─── 文書の抜粋 ───
余剰のお金や時間を得たらそれを何に使うか?中年期以降に格差がつく最大の理由はここにある。

余暇時間をダラダラ動画を見て過ごすことに使う人と、仕事の生産性や所得水準を高めたり、体力増強といった資本力増加に投資し続ける人とでは経済力に絶望的な格差がついてしまう。

「そうはいっても何をすればいいかわからない」という人は、ビジネストレンドをリサーチすれば答えが出る。今なら生成AIの使い方を学べばいい。あらゆる仕事に応用できるスキルだからだ。

また、余剰のお金を得たら快楽、娯楽に使う人と、自らの学習や資産運用に回す人とで格差がついてしまうことは明白だ。

再投資の恐ろしいほどの威力は株式投資などに限った話ではない。何より「自己投資」の分野で最も差が拡大する。

昨今、NISAが活況でも自己投資が活況という話は聞かない。だが世にあるどんな優良銘柄より自分に投資するのが最もリターンが高いことを忘れてはいけない。自分への再投資、この感覚があるかどうかで人生の格差は大きくついてしまう。

極端な例だが、ビジネススキルを磨いて独立すれば、年次リターン5倍、10倍も全く珍しくない。しかもその効果は利益確定して終わりの株投資と違って、基本的に継続する。こうなると株のリターンどころの話ではない。必死に節約をして株を買うより、もっと自分のスキルを高めることに投資するべきだ。

再投資のリターンは拡大する

自分への再投資をすることのリターンは年々、ドンドン拡大するという特徴を持つ。まさに株式などでいう複利のパワーを感じることになるだろう。

これは一つのモデルなのだが、ビジネススキルを高めて所得を増やすと、徐々に毎月完全に使い切らなくてもお金が余るようになる。すぐ使わない現金を資産運用で回すことで、「二馬力」の収入に変わる。
─── 提供データ ───
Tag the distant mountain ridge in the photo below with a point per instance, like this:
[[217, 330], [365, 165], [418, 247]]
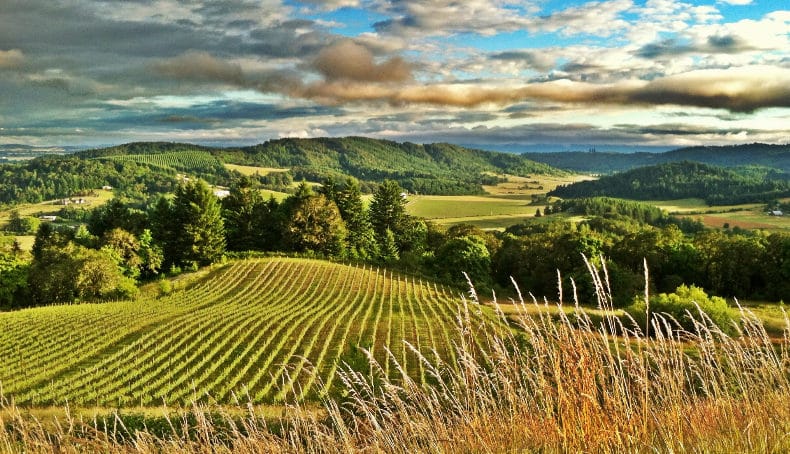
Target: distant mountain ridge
[[774, 156], [679, 180], [438, 168]]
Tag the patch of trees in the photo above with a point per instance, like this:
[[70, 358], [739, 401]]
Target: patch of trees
[[55, 177], [773, 156], [748, 265], [716, 185], [427, 169], [125, 242]]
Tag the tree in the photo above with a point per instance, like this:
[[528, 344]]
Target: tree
[[467, 254], [360, 238], [684, 307], [116, 214], [388, 250], [315, 225], [388, 209], [22, 225], [197, 236], [64, 274], [123, 247], [240, 211], [13, 276], [388, 212]]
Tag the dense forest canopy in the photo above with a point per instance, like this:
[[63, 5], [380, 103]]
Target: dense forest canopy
[[602, 162], [152, 166], [716, 185]]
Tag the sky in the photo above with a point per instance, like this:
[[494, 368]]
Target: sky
[[553, 73]]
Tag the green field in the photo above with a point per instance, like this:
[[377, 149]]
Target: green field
[[260, 330], [253, 170], [183, 160], [746, 216]]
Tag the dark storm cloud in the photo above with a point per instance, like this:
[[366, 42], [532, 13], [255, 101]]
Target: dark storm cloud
[[347, 60], [713, 45], [533, 59]]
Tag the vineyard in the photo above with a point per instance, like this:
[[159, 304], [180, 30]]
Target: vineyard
[[254, 330], [192, 161]]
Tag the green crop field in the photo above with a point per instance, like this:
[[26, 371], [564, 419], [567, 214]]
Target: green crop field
[[254, 170], [185, 161], [258, 330]]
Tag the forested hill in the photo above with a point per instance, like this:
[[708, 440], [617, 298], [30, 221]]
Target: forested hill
[[431, 169], [141, 168], [775, 156], [717, 185]]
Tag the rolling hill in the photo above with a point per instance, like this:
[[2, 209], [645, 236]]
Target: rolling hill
[[259, 329], [774, 156], [679, 180], [428, 169]]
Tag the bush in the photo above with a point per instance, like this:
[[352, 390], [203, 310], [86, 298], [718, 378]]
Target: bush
[[683, 306]]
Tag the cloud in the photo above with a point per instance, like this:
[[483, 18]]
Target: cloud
[[442, 17], [738, 89], [347, 60], [200, 66], [331, 5], [542, 61], [10, 59]]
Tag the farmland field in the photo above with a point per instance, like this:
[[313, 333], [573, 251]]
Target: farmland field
[[261, 330], [185, 161], [253, 170], [746, 216]]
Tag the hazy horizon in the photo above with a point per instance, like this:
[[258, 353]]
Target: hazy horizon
[[624, 74]]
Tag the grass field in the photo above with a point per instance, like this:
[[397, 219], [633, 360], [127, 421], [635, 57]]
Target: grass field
[[745, 216], [252, 170], [506, 204], [561, 380], [52, 207], [538, 184], [266, 330]]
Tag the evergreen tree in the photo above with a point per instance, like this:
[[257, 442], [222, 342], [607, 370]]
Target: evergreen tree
[[240, 211], [360, 239], [388, 212], [388, 250], [315, 225], [199, 230]]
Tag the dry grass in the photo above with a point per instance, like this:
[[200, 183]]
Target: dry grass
[[571, 385]]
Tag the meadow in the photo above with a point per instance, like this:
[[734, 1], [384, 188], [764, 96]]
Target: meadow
[[560, 380], [508, 203], [745, 216], [254, 170], [259, 331]]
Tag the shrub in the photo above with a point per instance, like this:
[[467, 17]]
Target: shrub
[[683, 307]]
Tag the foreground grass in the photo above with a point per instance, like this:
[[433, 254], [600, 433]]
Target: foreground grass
[[559, 382]]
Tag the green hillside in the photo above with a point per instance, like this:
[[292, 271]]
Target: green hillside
[[716, 185], [774, 156], [258, 329], [152, 166]]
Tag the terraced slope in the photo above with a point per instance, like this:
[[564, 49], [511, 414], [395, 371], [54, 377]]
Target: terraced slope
[[259, 330]]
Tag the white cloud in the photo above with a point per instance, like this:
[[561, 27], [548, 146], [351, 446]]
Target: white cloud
[[736, 2]]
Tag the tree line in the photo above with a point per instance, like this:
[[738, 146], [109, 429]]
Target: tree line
[[716, 185], [123, 243]]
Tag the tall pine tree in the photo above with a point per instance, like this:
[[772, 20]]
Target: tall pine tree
[[197, 236]]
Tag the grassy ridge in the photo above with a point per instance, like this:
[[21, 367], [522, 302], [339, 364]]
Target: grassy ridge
[[561, 382], [185, 161], [267, 329]]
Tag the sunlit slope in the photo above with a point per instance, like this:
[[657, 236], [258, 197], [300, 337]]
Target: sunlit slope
───
» 課題一覧:
1. 自己投資についての文章を、全文そのとおりに書き写してください。
2. 提供データの行のうち、「Tag the tree line」を含む行から「[[561, 382], [185, 161], [267, 329]]」を含む行までを、両端の行も含めて一字一句そのまま再現してください。それ以外の行は含めないでください。

» 作業結果:
1.
余剰のお金や時間を得たらそれを何に使うか?中年期以降に格差がつく最大の理由はここにある。

余暇時間をダラダラ動画を見て過ごすことに使う人と、仕事の生産性や所得水準を高めたり、体力増強といった資本力増加に投資し続ける人とでは経済力に絶望的な格差がついてしまう。

「そうはいっても何をすればいいかわからない」という人は、ビジネストレンドをリサーチすれば答えが出る。今なら生成AIの使い方を学べばいい。あらゆる仕事に応用できるスキルだからだ。

また、余剰のお金を得たら快楽、娯楽に使う人と、自らの学習や資産運用に回す人とで格差がついてしまうことは明白だ。

再投資の恐ろしいほどの威力は株式投資などに限った話ではない。何より「自己投資」の分野で最も差が拡大する。

昨今、NISAが活況でも自己投資が活況という話は聞かない。だが世にあるどんな優良銘柄より自分に投資するのが最もリターンが高いことを忘れてはいけない。自分への再投資、この感覚があるかどうかで人生の格差は大きくついてしまう。

極端な例だが、ビジネススキルを磨いて独立すれば、年次リターン5倍、10倍も全く珍しくない。しかもその効果は利益確定して終わりの株投資と違って、基本的に継続する。こうなると株のリターンどころの話ではない。必死に節約をして株を買うより、もっと自分のスキルを高めることに投資するべきだ。

再投資のリターンは拡大する

自分への再投資をすることのリターンは年々、ドンドン拡大するという特徴を持つ。まさに株式などでいう複利のパワーを感じることになるだろう。

これは一つのモデルなのだが、ビジネススキルを高めて所得を増やすと、徐々に毎月完全に使い切らなくてもお金が余るようになる。すぐ使わない現金を資産運用で回すことで、「二馬力」の収入に変わる。

2.
Tag the tree line in the photo above with a point per instance, like this:
[[738, 146], [109, 429]]
Target: tree line
[[716, 185], [123, 243]]
Tag the tall pine tree in the photo above with a point per instance, like this:
[[772, 20]]
Target: tall pine tree
[[197, 236]]
Tag the grassy ridge in the photo above with a point per instance, like this:
[[21, 367], [522, 302], [339, 364]]
Target: grassy ridge
[[561, 382], [185, 161], [267, 329]]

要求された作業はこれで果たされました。